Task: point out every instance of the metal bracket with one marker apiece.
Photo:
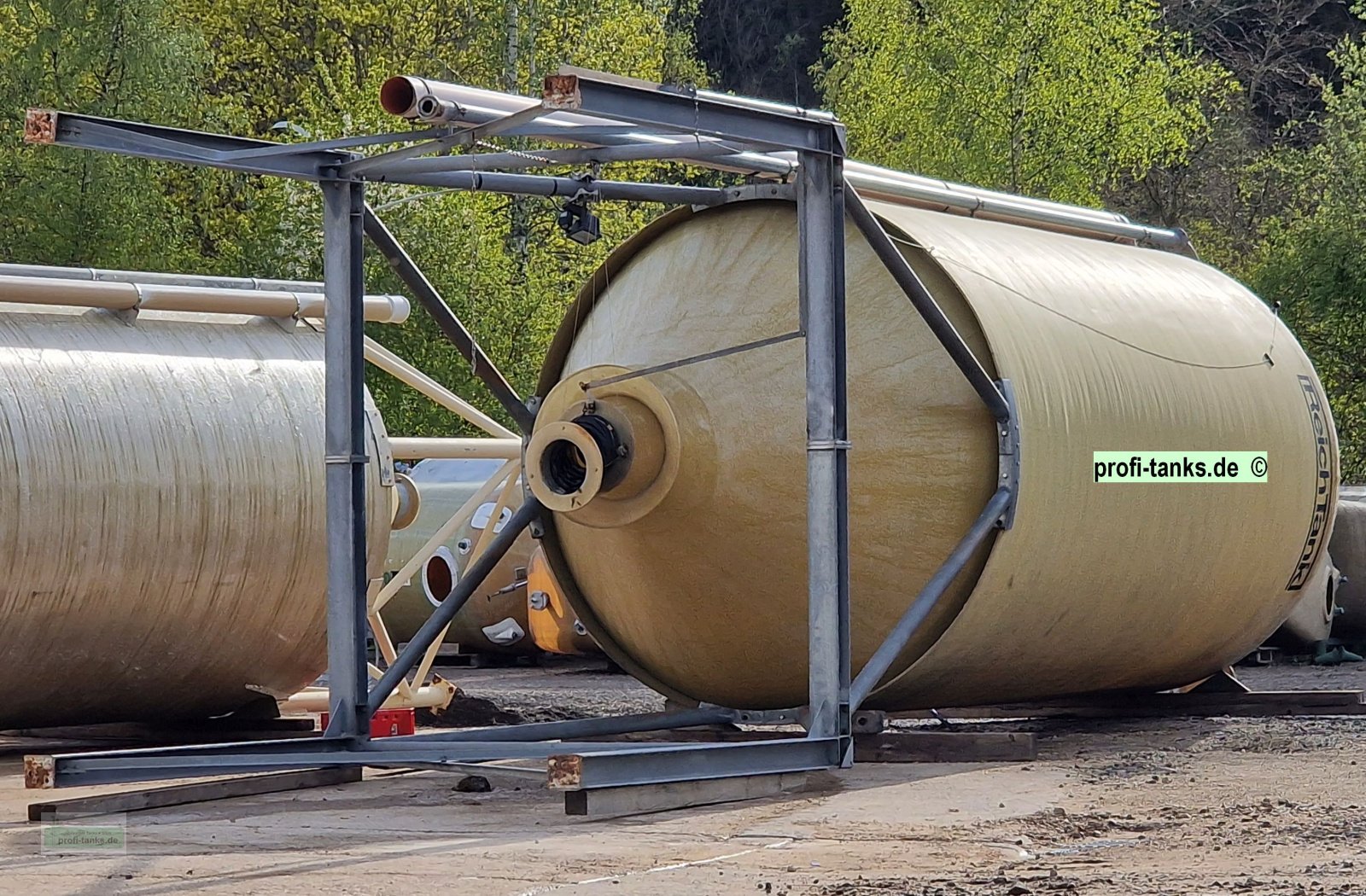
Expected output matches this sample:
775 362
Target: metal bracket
346 459
749 191
796 716
1008 452
867 721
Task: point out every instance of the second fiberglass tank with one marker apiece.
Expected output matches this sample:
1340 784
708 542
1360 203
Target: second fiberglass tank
686 556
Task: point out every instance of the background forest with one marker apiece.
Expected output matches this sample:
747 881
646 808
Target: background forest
1240 120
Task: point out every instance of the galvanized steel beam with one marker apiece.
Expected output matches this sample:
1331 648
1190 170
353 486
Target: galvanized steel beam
343 282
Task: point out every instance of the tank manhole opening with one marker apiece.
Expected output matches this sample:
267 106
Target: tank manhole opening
563 463
563 466
437 577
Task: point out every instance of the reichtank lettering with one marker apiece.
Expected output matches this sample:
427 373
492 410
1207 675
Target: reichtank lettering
1322 457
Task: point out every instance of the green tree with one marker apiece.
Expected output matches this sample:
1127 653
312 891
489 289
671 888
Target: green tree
1044 97
313 70
115 58
1315 257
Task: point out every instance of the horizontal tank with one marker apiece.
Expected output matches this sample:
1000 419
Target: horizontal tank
682 545
495 618
1349 550
553 625
1311 620
164 514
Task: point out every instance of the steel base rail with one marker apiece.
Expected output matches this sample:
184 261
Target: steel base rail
120 766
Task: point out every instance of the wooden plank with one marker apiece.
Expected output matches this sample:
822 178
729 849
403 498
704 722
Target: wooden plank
649 798
196 793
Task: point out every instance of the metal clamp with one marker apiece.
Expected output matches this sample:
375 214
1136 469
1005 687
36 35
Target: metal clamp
1008 452
347 459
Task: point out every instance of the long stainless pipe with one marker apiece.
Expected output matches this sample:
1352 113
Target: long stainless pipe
161 279
471 106
129 297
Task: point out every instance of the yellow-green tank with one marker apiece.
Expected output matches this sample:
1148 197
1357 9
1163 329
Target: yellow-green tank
687 557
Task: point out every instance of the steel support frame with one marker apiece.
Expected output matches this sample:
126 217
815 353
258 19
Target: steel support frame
820 195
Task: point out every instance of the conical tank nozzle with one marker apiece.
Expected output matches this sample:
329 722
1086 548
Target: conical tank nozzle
605 455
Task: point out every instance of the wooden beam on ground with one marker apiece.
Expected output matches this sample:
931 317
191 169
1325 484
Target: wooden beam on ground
646 798
1194 704
946 746
196 793
888 746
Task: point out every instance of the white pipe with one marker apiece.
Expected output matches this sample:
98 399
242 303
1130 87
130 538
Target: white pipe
421 448
476 107
133 297
441 536
161 277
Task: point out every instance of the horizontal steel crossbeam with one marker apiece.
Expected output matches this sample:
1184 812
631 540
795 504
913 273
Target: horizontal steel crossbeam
692 762
689 111
172 143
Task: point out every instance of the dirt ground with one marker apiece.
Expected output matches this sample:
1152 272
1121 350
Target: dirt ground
1270 806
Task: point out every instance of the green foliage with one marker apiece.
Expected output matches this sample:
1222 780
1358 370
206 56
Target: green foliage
1315 257
1044 97
295 70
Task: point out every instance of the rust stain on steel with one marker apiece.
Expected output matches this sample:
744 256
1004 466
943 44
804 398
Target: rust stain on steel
564 772
40 126
562 92
38 772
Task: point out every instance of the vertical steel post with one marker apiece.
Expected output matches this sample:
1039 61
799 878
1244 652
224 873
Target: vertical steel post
343 287
820 209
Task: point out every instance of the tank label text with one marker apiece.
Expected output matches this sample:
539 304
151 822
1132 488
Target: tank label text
1322 486
1179 466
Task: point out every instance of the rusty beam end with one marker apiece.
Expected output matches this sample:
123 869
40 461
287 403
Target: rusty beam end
40 126
562 92
38 772
564 772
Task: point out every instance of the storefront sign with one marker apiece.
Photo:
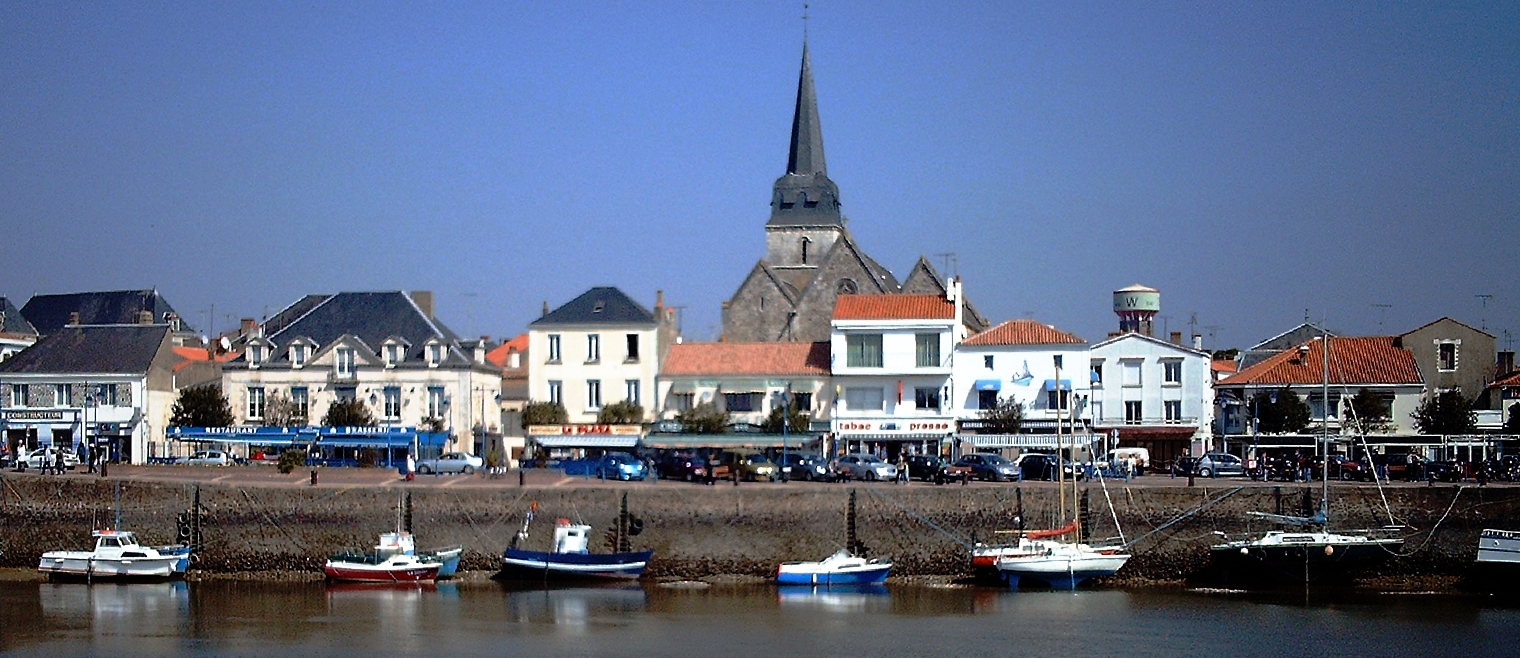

==========

INSTRUCTION: Could you write out the records again from the line containing "Task: point out every instance of the tank label" through the end of the records, both ends included, raising every coordinate in the answers by 35 and keeping the requests and their sample coordinates unchanged? Leave the pictures out.

ANSWER FOR THE TASK:
Task: point out every instance of the tank label text with one marker apiece.
Expected output matches this sample:
539 304
151 822
1132 488
Target: tank label text
1357 521
1214 501
Task: point out every instance of the rusty beam end with one marker apiece.
Expected output matches this sample:
123 869
40 461
287 403
Target: rusty beam end
75 161
597 127
73 807
599 807
Task: point out every instance of the storefront sign with one marker apiece.
Photo:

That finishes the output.